Problem to work on | Copy out, unchanged, the entries below from the "Shelf-audit tagging: for every instance of the black and" line to the final line. Omit pictures.

## Start

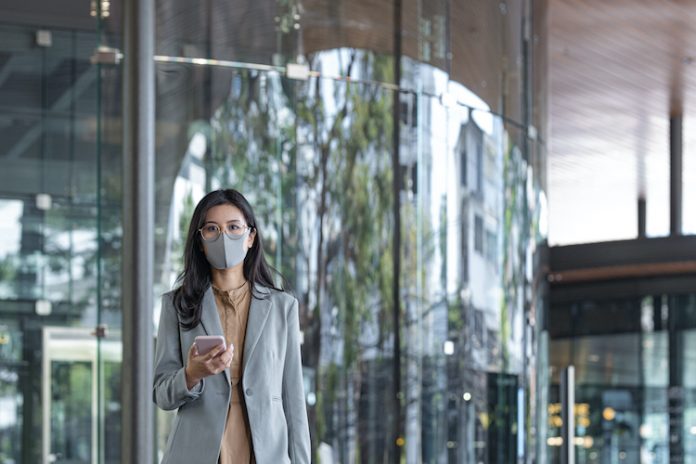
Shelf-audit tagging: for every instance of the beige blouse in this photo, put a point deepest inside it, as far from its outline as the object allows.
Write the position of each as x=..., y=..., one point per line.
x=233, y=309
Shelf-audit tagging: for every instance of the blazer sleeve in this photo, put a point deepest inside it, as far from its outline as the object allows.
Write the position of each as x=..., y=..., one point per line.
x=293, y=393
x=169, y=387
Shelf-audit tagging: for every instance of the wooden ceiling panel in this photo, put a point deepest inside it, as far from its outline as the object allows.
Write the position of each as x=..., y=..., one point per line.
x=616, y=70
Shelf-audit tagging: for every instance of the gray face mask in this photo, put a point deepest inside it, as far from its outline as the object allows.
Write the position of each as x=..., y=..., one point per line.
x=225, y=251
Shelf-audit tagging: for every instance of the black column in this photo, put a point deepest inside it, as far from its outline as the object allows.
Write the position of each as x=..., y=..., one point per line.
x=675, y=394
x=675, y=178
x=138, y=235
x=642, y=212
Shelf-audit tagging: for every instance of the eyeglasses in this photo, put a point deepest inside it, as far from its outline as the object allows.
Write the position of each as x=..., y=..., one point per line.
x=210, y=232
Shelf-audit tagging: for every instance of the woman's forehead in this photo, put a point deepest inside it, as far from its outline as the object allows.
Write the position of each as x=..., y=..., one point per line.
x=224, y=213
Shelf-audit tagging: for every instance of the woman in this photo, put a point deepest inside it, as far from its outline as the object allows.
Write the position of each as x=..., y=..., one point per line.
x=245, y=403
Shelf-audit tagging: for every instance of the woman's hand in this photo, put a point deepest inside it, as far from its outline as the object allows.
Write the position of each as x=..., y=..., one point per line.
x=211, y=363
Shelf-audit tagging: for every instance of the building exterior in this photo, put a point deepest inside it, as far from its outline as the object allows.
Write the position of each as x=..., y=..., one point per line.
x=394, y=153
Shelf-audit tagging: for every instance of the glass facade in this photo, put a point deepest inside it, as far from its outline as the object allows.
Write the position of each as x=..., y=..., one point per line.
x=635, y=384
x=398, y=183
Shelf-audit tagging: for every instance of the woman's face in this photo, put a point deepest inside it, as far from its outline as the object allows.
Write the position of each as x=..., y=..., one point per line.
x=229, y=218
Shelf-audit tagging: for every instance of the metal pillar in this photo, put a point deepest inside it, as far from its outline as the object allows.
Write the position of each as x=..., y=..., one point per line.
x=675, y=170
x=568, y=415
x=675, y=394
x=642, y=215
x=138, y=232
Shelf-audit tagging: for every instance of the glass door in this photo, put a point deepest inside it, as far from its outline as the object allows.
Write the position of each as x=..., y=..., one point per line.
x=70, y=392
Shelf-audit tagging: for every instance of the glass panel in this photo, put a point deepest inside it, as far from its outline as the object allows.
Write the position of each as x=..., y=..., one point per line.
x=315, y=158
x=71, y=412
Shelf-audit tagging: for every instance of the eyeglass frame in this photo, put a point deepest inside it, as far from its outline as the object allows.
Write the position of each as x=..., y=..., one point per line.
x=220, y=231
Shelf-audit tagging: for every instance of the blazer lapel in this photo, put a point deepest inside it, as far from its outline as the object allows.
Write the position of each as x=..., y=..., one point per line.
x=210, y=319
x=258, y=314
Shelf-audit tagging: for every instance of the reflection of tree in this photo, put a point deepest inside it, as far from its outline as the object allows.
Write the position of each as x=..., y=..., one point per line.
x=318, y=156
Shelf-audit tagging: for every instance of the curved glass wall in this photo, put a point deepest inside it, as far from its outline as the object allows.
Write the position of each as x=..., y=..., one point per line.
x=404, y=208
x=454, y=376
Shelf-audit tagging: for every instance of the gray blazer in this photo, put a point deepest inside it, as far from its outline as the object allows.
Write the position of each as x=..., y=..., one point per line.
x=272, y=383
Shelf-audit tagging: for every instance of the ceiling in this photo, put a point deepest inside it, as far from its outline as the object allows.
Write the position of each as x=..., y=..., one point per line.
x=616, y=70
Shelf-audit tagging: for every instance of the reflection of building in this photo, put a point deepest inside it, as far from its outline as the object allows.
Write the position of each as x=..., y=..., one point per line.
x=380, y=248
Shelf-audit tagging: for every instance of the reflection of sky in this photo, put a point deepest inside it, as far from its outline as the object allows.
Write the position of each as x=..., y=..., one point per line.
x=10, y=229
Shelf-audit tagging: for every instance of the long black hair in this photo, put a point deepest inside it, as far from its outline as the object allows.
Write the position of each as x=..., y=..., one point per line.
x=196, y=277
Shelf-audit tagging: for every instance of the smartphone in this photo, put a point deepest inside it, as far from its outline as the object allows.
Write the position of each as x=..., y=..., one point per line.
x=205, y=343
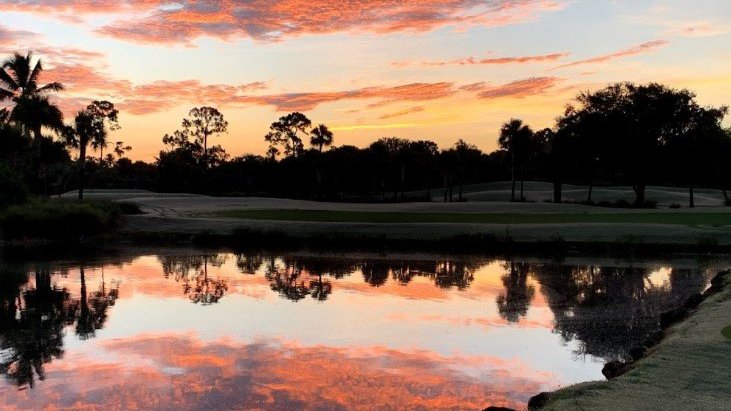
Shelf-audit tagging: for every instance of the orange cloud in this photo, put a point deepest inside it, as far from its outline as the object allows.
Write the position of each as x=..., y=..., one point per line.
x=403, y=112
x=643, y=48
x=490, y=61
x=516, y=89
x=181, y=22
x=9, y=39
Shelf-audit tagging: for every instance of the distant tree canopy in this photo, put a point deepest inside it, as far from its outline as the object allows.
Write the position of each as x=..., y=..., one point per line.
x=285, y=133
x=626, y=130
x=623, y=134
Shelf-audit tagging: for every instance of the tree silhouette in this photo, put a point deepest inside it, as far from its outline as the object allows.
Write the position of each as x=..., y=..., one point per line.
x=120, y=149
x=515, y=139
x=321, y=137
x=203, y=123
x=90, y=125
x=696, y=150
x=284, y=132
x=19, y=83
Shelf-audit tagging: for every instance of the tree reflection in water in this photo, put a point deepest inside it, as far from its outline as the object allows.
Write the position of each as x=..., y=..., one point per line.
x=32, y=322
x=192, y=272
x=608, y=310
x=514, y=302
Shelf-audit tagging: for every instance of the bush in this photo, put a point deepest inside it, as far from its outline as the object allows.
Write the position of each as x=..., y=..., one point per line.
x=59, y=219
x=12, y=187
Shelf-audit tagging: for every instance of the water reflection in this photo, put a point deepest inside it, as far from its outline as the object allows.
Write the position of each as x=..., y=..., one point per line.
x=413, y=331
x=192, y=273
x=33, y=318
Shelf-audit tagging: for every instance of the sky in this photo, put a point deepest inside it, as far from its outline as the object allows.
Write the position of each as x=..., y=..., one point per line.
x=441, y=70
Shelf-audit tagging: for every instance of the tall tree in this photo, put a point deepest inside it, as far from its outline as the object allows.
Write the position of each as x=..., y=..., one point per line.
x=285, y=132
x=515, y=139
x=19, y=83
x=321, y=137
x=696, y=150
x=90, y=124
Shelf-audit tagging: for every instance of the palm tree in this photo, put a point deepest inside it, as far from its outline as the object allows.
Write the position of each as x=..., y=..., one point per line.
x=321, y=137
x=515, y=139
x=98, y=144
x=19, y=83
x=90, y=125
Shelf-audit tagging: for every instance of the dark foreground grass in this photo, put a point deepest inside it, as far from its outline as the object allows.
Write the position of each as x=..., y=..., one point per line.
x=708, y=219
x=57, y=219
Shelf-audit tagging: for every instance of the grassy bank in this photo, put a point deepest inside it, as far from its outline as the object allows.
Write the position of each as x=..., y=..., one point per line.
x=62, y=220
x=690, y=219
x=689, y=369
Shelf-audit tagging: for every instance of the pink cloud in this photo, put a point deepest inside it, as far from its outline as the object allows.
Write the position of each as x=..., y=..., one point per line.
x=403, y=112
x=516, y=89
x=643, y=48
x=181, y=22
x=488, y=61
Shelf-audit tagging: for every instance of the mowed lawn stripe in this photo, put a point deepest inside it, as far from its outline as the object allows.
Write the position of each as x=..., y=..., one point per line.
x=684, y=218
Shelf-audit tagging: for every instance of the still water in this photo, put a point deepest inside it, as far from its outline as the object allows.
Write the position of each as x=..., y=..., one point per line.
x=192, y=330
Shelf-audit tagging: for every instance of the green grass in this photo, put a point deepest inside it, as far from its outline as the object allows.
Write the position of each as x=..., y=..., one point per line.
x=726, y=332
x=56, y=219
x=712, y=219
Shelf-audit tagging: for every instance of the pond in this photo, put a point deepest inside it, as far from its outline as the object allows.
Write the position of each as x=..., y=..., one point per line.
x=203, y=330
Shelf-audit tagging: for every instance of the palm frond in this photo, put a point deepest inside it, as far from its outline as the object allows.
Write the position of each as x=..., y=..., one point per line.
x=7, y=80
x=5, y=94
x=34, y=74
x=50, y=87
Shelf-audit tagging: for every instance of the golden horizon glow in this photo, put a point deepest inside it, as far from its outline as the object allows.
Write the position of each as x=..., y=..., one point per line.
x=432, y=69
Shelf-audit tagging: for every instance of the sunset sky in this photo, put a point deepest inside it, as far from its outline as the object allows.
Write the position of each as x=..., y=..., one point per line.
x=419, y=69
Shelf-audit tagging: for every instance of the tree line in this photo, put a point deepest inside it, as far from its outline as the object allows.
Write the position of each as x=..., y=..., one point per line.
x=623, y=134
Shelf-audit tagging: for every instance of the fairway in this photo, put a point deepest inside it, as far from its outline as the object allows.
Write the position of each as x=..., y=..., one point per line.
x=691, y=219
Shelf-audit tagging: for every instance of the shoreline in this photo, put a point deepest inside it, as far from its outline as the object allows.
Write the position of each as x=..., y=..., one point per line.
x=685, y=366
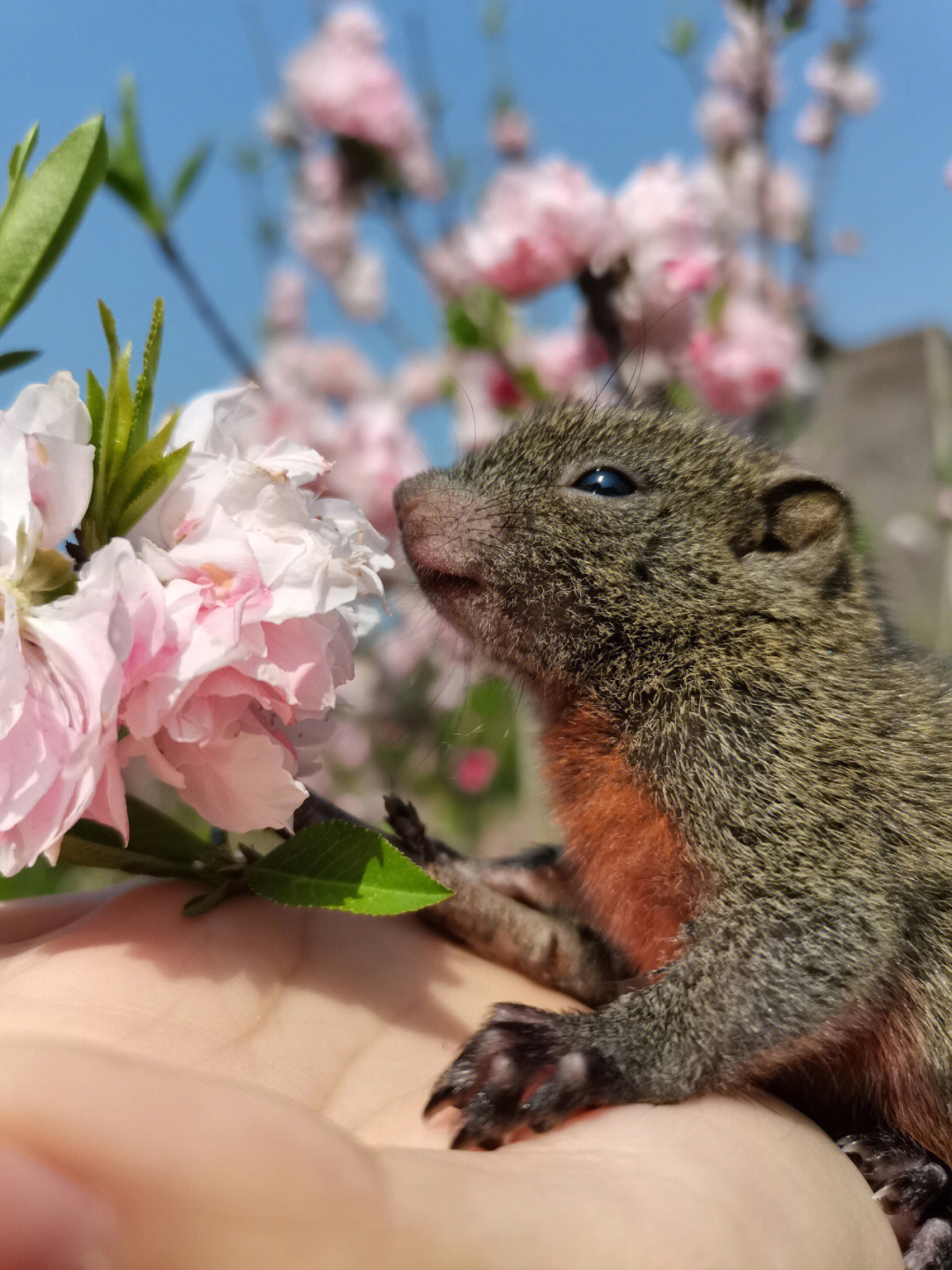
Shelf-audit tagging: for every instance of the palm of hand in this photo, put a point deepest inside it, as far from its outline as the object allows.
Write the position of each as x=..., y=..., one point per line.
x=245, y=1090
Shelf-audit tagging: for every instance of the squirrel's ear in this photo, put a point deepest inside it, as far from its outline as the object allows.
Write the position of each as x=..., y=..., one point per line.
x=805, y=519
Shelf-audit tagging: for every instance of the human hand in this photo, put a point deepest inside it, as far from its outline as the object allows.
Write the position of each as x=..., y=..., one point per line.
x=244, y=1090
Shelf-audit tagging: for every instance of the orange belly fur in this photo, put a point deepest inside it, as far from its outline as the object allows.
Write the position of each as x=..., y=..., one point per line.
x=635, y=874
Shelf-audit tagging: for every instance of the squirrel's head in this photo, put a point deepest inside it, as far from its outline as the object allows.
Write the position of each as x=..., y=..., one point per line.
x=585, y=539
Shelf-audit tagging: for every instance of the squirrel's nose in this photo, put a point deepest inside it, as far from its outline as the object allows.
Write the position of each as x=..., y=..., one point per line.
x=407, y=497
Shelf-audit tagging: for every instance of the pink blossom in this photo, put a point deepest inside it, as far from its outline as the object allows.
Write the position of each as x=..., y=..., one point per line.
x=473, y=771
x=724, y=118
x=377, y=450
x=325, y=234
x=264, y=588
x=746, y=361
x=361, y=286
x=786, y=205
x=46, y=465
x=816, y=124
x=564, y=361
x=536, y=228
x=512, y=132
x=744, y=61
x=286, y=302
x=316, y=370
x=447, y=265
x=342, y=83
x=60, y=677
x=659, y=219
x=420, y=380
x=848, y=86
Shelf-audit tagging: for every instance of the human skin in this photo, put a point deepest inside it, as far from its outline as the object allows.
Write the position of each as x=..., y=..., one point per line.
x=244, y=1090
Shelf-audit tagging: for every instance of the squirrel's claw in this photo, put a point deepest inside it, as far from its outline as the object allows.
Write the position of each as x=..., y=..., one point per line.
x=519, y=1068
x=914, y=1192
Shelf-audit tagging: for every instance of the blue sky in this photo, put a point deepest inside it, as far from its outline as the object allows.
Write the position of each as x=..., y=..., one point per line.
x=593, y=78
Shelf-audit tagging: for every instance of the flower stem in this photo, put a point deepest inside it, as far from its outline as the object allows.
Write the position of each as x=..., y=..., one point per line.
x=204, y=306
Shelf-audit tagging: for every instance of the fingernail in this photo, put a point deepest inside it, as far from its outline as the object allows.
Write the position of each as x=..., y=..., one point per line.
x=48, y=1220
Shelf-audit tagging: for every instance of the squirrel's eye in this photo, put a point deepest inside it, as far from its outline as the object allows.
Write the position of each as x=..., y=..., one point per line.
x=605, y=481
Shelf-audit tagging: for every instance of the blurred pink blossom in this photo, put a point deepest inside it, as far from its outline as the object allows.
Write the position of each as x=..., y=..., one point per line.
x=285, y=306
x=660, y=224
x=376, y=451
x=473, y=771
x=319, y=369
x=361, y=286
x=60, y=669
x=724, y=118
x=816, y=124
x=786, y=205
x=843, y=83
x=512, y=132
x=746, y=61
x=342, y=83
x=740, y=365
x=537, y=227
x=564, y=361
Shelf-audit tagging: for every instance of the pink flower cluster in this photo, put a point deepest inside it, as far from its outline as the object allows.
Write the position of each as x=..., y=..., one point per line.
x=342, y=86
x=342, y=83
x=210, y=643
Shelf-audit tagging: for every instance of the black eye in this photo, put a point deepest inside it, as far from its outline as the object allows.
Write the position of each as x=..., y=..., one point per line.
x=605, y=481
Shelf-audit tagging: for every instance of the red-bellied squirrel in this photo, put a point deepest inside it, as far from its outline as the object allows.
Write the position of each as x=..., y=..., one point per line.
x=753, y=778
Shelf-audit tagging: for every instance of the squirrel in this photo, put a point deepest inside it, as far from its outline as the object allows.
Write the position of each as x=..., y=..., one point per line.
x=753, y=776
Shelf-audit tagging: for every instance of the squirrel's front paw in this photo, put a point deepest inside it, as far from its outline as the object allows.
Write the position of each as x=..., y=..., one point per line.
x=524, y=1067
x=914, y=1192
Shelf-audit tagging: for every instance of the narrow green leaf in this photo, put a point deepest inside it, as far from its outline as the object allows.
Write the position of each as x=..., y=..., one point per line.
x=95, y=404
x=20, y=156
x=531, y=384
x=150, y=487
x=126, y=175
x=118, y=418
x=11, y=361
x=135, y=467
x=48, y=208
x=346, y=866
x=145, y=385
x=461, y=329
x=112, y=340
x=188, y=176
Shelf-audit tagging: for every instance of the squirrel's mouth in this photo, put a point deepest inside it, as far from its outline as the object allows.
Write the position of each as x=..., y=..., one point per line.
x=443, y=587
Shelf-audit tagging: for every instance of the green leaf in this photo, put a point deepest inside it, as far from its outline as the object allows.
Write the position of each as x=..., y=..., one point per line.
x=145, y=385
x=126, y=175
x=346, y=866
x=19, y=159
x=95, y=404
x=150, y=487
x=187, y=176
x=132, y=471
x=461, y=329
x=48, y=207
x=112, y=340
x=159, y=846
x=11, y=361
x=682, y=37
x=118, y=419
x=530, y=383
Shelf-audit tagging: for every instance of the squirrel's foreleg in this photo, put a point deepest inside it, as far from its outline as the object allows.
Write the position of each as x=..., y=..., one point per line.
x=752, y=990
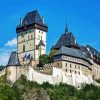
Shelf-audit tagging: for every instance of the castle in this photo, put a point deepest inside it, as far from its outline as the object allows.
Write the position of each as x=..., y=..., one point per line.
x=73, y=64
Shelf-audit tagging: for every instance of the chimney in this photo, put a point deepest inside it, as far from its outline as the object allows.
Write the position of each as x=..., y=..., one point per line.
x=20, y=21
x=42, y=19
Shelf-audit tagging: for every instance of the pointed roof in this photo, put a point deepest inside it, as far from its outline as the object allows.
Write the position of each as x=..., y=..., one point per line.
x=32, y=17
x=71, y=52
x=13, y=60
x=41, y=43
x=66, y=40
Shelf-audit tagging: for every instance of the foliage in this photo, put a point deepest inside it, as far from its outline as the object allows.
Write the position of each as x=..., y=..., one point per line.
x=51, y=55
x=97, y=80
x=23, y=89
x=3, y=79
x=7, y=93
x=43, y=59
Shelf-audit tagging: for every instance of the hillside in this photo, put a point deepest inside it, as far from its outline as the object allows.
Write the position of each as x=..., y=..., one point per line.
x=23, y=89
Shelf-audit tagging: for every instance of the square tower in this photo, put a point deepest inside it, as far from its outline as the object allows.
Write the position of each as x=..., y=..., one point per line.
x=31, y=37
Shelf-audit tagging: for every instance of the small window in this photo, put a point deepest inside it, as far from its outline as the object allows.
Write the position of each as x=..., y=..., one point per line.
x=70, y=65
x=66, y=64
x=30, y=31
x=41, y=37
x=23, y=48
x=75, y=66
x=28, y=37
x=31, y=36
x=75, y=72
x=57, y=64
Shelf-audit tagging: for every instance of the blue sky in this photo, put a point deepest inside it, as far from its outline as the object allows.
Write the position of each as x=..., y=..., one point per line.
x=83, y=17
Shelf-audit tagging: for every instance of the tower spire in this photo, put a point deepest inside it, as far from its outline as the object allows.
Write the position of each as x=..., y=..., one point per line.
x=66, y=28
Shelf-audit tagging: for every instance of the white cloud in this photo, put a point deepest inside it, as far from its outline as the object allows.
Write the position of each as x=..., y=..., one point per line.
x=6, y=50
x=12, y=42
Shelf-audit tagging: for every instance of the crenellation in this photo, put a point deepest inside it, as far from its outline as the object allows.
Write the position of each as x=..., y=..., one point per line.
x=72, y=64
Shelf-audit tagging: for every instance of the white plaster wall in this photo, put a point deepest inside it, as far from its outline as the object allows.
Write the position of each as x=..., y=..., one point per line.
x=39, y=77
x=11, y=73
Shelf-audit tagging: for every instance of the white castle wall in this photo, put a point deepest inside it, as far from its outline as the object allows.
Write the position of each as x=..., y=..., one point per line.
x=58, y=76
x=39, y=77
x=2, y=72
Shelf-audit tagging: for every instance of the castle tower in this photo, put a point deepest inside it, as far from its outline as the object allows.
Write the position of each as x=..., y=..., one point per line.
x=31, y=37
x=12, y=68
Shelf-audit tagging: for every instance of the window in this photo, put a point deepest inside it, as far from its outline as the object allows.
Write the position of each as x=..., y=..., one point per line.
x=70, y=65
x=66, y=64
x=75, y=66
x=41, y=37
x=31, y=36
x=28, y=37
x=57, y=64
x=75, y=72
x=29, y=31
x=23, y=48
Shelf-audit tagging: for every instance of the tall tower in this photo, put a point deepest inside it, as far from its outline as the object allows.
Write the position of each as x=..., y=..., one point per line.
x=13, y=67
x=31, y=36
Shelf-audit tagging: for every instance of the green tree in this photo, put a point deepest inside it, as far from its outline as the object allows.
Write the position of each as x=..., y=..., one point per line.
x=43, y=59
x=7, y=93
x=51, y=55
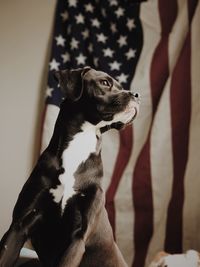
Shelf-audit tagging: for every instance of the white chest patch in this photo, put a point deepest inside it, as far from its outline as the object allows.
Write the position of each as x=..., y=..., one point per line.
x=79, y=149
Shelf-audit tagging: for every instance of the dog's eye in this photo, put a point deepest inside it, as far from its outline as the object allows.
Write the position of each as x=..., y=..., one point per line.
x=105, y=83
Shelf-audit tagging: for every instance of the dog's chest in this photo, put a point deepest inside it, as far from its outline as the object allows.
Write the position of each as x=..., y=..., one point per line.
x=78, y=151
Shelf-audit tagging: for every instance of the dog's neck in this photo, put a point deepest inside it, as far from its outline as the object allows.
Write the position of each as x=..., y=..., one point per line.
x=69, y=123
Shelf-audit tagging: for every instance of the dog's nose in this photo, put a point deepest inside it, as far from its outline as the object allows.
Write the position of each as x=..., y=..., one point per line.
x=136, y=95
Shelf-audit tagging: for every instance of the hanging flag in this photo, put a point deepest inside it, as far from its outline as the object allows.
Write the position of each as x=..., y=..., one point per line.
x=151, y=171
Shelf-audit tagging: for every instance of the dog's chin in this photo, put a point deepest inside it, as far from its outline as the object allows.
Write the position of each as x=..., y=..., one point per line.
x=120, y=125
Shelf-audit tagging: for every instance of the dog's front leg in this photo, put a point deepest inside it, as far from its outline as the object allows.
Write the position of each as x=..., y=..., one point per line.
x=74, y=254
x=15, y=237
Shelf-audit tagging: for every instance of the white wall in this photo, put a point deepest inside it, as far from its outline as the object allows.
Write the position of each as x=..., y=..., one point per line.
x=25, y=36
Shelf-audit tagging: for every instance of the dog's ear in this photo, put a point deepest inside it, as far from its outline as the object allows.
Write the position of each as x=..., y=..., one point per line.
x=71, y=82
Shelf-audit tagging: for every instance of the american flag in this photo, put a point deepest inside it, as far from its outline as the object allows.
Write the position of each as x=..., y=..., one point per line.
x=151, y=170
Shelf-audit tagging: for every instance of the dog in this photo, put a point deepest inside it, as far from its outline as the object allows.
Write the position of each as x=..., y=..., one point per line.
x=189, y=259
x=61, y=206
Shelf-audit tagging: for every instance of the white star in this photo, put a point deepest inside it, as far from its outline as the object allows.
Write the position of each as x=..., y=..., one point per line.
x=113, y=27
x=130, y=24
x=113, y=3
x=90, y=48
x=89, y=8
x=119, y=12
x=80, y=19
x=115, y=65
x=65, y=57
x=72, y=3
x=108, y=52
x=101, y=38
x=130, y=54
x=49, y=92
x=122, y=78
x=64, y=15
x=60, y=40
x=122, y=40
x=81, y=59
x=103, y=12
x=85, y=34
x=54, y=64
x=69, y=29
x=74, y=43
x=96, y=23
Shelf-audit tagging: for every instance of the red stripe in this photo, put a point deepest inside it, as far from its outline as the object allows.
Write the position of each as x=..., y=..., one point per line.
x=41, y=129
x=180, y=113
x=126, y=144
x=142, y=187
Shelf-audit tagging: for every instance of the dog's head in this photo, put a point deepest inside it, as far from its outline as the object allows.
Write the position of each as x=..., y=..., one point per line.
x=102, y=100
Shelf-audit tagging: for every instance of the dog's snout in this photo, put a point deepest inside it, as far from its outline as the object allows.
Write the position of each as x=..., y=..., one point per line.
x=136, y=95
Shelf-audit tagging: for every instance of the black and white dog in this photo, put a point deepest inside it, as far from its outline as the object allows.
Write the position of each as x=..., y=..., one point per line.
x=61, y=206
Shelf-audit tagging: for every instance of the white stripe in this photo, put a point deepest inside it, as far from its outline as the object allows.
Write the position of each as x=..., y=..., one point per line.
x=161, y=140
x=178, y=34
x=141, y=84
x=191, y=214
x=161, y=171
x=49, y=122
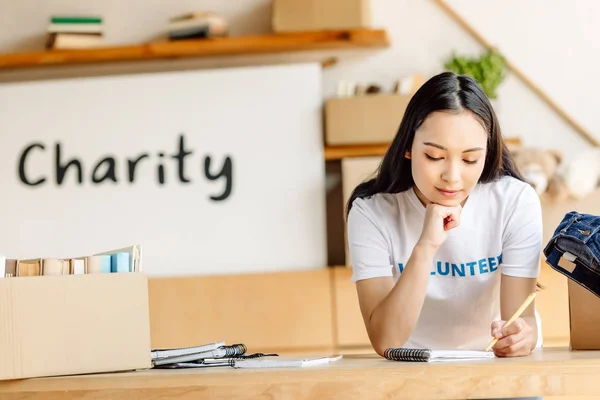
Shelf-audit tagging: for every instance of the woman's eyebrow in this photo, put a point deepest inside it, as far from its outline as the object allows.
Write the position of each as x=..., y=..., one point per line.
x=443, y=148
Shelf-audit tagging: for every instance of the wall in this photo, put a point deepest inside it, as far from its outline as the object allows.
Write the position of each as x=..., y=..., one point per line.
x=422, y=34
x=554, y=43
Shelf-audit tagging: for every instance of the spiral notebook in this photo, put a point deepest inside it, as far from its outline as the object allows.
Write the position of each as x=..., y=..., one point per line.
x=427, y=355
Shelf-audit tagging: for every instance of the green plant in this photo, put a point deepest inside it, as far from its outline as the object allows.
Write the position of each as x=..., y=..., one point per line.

## End

Reply |
Shelf-audit tagging: for every instance of the black and white dog in this photo, put a point deepest inside it, as far from its outline as the object allows.
Write the position of each as x=..., y=..., one point per line.
x=61, y=206
Shelf-audit tagging: for every instance of the white stripe in this photo, put a point deepest inside it, as far from its outline as the object allows.
Write the position of each as x=..., y=..., one point per line.
x=161, y=140
x=178, y=34
x=141, y=84
x=191, y=214
x=161, y=171
x=49, y=122
Shelf-audit tagging: for every instance of the woman's eyebrow in this photo, put a point deepest inside it, as far from its outline as the object allows.
Write the position of each as x=..., y=..., one point per line.
x=443, y=148
Shelf-audit tagging: for every instance of the wall in this photo, put a point deepest inside it, as far from its outline as the object allows.
Write the position of each as x=..., y=..., one point per line.
x=422, y=34
x=554, y=43
Shelf-audit tagging: for every instance of the spiral notebook in this photo, put a point deepest inside it, as far from its outline as the object allows.
Write the position of each as x=..., y=..., one point per line.
x=427, y=355
Shelf-audit tagging: for every instance of the green plant in this photo, put a point deepest inside it, as far from its outline as the object allows.
Write the position of each as x=..., y=..., one point per line.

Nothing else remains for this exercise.